• **Exercise requirements**
Reproduce, without any changes, the lines of the material below from the line containing "TARGET = yellow paint" through the line containing "[(151, 106)]", including both of those lines.

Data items
◆ ◆ ◆ ◆ ◆
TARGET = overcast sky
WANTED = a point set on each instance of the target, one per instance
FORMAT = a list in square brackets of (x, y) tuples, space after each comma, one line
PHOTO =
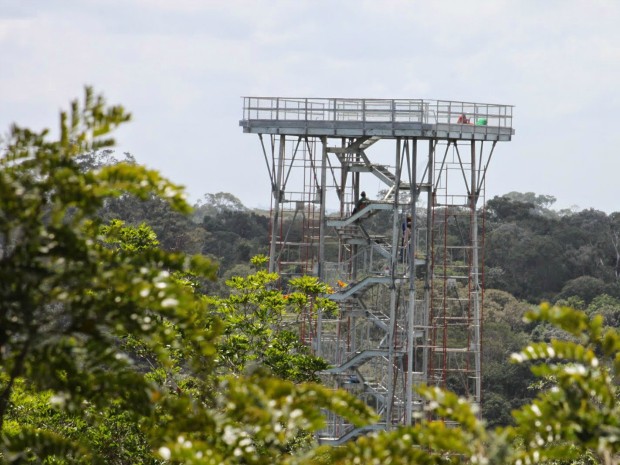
[(182, 66)]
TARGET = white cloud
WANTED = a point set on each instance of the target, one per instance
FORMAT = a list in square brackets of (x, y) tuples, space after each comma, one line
[(181, 68)]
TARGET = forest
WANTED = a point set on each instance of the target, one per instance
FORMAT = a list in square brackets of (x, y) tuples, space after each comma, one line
[(135, 328)]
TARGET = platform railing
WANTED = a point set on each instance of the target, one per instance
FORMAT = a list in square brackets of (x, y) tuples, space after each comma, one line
[(377, 111)]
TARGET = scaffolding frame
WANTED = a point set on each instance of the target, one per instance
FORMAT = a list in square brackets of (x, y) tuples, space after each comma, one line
[(410, 297)]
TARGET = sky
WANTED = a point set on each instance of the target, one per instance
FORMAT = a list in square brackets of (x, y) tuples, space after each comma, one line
[(181, 67)]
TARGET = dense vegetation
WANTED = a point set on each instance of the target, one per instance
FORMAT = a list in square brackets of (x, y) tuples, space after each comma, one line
[(122, 341)]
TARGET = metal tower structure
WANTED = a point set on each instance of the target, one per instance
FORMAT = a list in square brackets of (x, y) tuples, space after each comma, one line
[(405, 265)]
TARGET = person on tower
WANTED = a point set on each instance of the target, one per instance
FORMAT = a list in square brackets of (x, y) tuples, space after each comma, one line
[(361, 203)]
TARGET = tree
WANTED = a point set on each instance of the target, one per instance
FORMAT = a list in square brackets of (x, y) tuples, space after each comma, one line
[(82, 302)]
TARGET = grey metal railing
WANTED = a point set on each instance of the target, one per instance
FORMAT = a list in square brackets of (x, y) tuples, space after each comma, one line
[(377, 111)]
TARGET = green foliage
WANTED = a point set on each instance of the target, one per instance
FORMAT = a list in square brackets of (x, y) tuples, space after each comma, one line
[(580, 411), (260, 325), (107, 352)]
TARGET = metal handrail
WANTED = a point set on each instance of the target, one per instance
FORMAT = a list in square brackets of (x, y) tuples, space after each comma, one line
[(376, 110)]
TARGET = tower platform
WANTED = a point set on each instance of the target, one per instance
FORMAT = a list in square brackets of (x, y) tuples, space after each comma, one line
[(385, 118)]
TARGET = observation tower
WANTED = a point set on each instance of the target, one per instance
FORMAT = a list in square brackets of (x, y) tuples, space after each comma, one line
[(406, 265)]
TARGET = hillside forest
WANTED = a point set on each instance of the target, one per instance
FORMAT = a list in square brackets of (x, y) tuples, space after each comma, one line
[(135, 328)]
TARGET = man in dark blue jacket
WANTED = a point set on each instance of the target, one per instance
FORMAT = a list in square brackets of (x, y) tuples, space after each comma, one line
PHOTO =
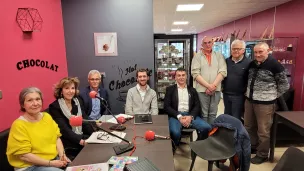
[(94, 107), (234, 85)]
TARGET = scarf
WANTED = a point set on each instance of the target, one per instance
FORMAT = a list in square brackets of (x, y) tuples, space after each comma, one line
[(64, 108)]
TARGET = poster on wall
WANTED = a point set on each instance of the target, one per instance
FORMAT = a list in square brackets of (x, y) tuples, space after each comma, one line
[(105, 44)]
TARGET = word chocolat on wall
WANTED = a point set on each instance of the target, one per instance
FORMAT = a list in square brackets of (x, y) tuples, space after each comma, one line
[(36, 62)]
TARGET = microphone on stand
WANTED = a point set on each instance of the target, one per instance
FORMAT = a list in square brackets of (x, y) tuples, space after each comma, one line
[(120, 120), (119, 149), (150, 135)]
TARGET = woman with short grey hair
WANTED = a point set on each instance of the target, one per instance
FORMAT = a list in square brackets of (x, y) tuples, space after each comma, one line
[(27, 149)]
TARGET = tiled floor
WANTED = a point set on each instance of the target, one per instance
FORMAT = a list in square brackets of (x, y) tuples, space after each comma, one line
[(182, 159)]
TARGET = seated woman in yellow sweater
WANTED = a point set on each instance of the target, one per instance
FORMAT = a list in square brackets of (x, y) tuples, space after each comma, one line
[(34, 140)]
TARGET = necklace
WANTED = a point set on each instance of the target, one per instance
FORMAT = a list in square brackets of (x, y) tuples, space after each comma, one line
[(30, 119)]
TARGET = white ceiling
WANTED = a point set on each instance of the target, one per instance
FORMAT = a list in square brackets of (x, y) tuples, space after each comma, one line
[(213, 14)]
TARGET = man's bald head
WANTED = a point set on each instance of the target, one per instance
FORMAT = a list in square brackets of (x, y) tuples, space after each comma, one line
[(262, 45)]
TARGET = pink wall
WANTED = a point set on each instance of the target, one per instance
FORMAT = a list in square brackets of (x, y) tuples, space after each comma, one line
[(47, 45), (289, 22)]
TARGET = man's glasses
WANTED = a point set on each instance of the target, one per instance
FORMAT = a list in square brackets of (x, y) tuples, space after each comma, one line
[(94, 79), (237, 49)]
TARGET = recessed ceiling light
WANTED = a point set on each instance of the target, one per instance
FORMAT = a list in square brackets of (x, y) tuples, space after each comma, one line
[(189, 7), (176, 29), (180, 22)]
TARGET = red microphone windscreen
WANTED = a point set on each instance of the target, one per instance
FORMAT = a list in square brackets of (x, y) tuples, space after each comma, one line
[(76, 120), (121, 120), (93, 94), (150, 135)]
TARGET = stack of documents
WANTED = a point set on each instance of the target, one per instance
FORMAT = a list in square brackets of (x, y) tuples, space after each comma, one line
[(103, 137)]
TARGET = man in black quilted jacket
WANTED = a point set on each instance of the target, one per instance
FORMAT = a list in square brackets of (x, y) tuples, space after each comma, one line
[(267, 81)]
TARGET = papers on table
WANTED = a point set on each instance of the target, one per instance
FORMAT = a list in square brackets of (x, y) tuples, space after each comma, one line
[(103, 137), (111, 119), (90, 167)]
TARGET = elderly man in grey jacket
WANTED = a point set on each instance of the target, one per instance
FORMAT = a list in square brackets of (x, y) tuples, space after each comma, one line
[(208, 69), (141, 99)]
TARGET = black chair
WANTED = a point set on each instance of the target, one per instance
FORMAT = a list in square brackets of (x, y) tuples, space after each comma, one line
[(4, 165), (292, 160), (218, 146), (188, 133)]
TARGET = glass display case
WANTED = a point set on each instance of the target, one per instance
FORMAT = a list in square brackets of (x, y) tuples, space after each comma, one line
[(284, 49), (170, 54)]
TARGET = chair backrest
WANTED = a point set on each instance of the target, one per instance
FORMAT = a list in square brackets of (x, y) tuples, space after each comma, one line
[(291, 160), (225, 136), (220, 145), (4, 165)]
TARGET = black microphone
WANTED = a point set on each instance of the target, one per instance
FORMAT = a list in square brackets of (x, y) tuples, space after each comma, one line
[(120, 120), (119, 149)]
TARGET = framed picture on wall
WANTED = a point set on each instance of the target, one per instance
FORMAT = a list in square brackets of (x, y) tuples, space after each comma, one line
[(105, 44)]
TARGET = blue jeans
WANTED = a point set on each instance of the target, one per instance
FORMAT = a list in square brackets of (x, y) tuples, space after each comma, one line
[(175, 128), (42, 168), (234, 105)]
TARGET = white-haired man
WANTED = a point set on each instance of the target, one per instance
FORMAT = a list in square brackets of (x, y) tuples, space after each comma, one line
[(267, 81), (234, 85), (93, 107), (208, 69)]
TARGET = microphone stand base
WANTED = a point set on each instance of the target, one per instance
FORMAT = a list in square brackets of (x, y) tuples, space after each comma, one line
[(117, 127), (119, 149)]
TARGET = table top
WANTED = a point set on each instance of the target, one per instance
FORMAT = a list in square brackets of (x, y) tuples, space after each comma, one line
[(159, 152), (296, 117)]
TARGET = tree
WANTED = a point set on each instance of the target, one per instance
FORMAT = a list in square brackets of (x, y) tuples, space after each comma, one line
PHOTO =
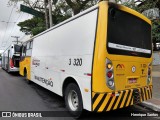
[(32, 26)]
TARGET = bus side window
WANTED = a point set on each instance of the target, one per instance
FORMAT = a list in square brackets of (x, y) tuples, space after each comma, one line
[(29, 49), (31, 44), (24, 51)]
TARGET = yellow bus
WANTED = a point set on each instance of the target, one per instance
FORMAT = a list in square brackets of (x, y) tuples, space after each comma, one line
[(98, 60)]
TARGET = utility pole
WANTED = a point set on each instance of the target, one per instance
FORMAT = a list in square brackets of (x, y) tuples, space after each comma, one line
[(46, 14), (16, 38), (50, 13)]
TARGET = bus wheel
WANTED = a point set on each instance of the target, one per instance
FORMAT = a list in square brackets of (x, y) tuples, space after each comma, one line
[(25, 77), (73, 100)]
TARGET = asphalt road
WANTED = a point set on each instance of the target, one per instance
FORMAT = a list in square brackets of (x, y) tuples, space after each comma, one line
[(17, 95)]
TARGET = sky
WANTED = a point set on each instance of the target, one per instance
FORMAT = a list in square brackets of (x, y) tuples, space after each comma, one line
[(10, 17)]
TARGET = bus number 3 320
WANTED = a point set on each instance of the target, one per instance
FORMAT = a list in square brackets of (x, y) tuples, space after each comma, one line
[(75, 61)]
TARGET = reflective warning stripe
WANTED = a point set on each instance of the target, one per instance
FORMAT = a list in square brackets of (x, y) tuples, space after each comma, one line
[(120, 99)]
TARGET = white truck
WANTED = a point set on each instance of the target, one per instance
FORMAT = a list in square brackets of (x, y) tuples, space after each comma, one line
[(11, 58)]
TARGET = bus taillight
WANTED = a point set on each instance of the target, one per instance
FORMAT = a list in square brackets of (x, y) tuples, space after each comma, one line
[(149, 74), (109, 74), (11, 63)]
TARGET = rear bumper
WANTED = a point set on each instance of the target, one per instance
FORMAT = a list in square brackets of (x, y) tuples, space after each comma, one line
[(110, 101), (14, 69)]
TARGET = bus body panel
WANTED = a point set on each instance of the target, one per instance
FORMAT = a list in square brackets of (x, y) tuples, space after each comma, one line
[(11, 54), (57, 57), (124, 93), (25, 65), (77, 49)]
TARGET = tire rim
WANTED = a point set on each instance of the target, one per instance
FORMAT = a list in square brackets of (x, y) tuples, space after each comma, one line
[(73, 100)]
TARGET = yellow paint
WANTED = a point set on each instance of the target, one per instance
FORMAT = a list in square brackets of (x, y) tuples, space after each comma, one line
[(121, 75), (129, 97), (86, 90), (25, 64), (110, 105), (124, 99), (97, 101), (115, 107), (104, 103)]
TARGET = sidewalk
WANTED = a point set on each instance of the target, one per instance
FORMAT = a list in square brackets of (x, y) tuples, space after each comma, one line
[(154, 103)]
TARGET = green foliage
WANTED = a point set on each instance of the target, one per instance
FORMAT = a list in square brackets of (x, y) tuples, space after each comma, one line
[(32, 26)]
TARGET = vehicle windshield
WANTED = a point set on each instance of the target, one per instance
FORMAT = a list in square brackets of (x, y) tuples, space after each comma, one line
[(128, 34)]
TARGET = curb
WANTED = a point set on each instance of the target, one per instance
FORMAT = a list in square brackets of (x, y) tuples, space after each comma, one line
[(151, 106)]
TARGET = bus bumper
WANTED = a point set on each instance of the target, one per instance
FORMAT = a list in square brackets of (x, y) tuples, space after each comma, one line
[(102, 102), (14, 69)]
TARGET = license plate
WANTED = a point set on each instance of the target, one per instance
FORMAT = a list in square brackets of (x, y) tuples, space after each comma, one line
[(132, 80)]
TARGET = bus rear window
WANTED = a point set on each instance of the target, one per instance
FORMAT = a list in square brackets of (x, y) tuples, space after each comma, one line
[(17, 48), (128, 34)]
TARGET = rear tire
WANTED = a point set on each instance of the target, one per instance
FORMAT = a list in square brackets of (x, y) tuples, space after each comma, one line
[(73, 100), (25, 77)]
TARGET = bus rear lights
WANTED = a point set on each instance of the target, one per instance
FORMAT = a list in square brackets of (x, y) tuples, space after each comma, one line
[(149, 74), (149, 71), (132, 80), (109, 66), (109, 74), (111, 83)]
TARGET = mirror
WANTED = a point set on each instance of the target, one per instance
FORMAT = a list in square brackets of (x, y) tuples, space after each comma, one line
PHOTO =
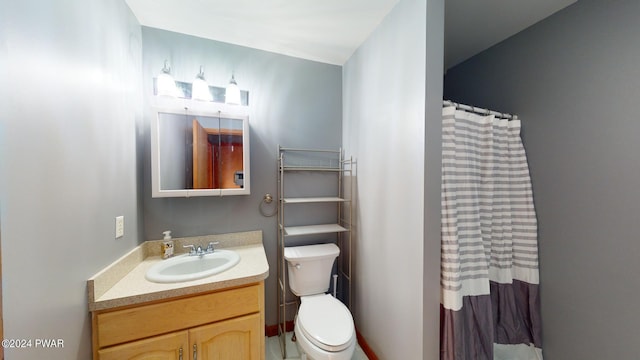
[(199, 153)]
◆ ◆ ◆ ◆ ◆
• **Answer to the problem**
TARGET = yellow paint
WANTED = a point set on each instance of the target, one per instance
FORMAT = a list in square brackets of (x, y) tuples, space after each comma, one line
[(121, 75), (129, 97), (86, 90), (25, 64), (110, 105), (124, 99), (97, 101), (115, 107), (104, 103)]
TARGET = sidewalk
WANTED = a point set on each instance of the target, one per instance
FORMAT = a list in square brackets of (x, y) tuples, space after each comma, one line
[(154, 103)]
TARGET = green foliage
WANTED = a point set on each instance of the target, one per instance
FORMAT = a list in square brackets of (x, y) tuples, space after each comma, one line
[(32, 26)]
TARGET = vehicle windshield
WANTED = a point set on each instance of the target, one per instance
FORMAT = a list in square brackets of (x, y) tuples, space after each comma, one line
[(128, 34)]
TARGET = curb
WANTED = a point set on each instance of the target, one per instance
FORMAT = a list in square brackets of (x, y) tuples, space after each comma, one line
[(151, 106)]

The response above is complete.